Provided records.
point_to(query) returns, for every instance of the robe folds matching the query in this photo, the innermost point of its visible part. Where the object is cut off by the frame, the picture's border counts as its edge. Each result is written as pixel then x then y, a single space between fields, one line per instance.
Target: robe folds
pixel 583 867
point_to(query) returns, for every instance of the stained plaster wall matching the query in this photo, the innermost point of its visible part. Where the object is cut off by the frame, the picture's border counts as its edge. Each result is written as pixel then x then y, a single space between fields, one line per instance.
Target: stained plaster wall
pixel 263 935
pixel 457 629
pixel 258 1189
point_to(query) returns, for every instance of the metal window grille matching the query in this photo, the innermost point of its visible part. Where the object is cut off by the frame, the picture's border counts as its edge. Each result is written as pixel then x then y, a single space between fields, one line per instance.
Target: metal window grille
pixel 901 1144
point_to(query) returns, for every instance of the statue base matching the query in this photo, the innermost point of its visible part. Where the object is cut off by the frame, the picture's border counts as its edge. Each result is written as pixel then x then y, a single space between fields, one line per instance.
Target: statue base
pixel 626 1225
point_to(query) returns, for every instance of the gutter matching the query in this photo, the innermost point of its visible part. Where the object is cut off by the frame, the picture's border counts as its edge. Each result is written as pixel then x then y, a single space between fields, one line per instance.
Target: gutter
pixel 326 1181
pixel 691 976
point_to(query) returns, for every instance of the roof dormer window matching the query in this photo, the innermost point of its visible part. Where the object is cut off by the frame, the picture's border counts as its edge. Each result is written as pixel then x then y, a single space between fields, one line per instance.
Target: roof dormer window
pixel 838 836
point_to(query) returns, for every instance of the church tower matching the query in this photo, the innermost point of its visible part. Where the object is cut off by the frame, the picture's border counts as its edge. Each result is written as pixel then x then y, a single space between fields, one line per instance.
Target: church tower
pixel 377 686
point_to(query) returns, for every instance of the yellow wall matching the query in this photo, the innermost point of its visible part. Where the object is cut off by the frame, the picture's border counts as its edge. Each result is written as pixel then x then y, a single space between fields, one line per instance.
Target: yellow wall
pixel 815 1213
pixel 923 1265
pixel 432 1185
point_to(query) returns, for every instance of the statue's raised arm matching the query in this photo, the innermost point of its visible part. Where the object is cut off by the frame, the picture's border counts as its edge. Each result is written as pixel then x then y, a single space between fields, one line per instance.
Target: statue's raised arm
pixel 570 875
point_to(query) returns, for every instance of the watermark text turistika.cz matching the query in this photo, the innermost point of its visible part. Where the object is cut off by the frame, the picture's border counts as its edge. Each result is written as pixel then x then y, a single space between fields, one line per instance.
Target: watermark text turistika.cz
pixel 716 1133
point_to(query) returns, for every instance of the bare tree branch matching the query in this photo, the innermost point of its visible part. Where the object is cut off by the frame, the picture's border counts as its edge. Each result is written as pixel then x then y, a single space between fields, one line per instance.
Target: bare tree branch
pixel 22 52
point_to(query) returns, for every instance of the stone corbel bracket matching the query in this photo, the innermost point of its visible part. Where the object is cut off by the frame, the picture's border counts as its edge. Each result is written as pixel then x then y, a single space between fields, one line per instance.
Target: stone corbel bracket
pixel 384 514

What this task involves.
Rewrite all of the entries above, changing every "Target" to "Label" and leaving everything else the same.

Result.
point_to(query) returns, for every instance of the robe folds matching the query in this photo, the innermost point of its visible part. Where the object is cut off by the frame, the picture's border counts as its edge. Each result is written as pixel then x then y, a single space between fields, one line per instance.
Label: robe folds
pixel 583 867
point_to(query) returns, for every instance of the stained plaster wall matching the query in this photo, the innermost point of its visible part. Where the object is cut off by the frame, the picture's border counts as its edge. Each result is written as pixel then x then y, a single space between fields, one line per instance.
Label: stained plaster wall
pixel 263 935
pixel 457 629
pixel 258 1189
point_to(query) returns, for every instance of the metal window grille matching the query in this photo, the innermost point of its visible part. Where the object is cut off by the frame, the picture's border counts as its edge. Each result is written as pixel then x then y, a single space between fields, one line per instance.
Label: metal window grille
pixel 901 1144
point_to(query) returns, for every instance of the statue base matching the query in this photo, the innermost point of its visible part. Where the object is cut off by the frame, the picture's border counts as its edge. Each result is written as pixel then x then y, a single space between fields, one line per instance.
Label: statue base
pixel 626 1225
point_to(query) returns, for every instance of the gutter matching the query in this photo, the innermost point of its visible part. Where the object is cut off by the frame, the picture's border counts as its edge. Each result is written as pixel then x then y, a single space between fields, one line per instance.
Label: gutter
pixel 326 1181
pixel 691 976
point_to(query) returns, for every instance of the roof dormer window matching the query in this photo, the innermost point of its visible part. Where the object is cut off by the frame, the picture's border counts as its edge. Each result is written as pixel then x then y, a single space between fields, one line per instance.
Label: roof dormer window
pixel 838 836
point_to(query) returns, for every instance of the church tower matching the query in this photo, the innermost point of its visible part. Where the object is cut off by the frame, the picture's border counts as its edge. Each result is written as pixel then x then y, a single space between fields, one line per instance.
Label: church tower
pixel 377 686
point_to(query) returns, for every instance of the yellow wall matching the query in this photo, the innermost point of its visible part. Where the object is cut off by the frame, the picture's border counts as its edge. Each result is written as pixel then x then y, a single space between fields, one line per instance.
Label: yellow wall
pixel 815 1213
pixel 923 1265
pixel 432 1185
point_to(query) returns, for every instance of the statue's raised arm matching the query in this photo, the innermost point of its visible part. Where the object is cut off by the frame, the picture's border counts as its edge. Each result is written as pixel then x then y, a single space between fields, one line per instance.
Label: statue's raised arm
pixel 570 875
point_to(query) returns, for every instance of the watermark text turistika.cz matching the query in this photo, the innermost point of its visible part. Where the object is cut off by the frame, the picture's border counts as its edge. Each result is written as pixel then x then y, a single space between fields, one line per instance.
Label: watermark text turistika.cz
pixel 716 1133
point_to(query) returns, for every instance of the bare tree branch matching the query in this photo, the innermost point of its visible part. Where the object is cut off by the frame, the picture's border counts as its edge. Each result is written as pixel then x then y, a single space between fields, one line per instance.
Label: bare tree branch
pixel 22 52
point_to(query) returns, for every instance of the stone corbel bracket matching the query in this photo, the innermost point of its visible part. Where the object is cut off by the frame, the picture's border counts as its edge. Each result is written as pixel then x then y, a single space between fields, one line per instance.
Label: stone corbel bracket
pixel 384 514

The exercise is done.